■ Available records
►

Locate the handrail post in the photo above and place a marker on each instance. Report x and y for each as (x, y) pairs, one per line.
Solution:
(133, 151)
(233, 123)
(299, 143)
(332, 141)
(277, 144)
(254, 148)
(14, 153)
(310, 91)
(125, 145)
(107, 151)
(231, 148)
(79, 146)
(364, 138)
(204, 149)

◄

■ Try it
An exact, complete copy of the records is the expected answer.

■ Answer box
Locate the handrail post in the photo above and place a marker on each instance. Report x and y for each as (x, y) pairs, one per line.
Solution:
(133, 151)
(233, 123)
(299, 143)
(332, 141)
(277, 144)
(254, 148)
(14, 153)
(310, 91)
(125, 145)
(107, 151)
(231, 148)
(79, 146)
(364, 138)
(204, 149)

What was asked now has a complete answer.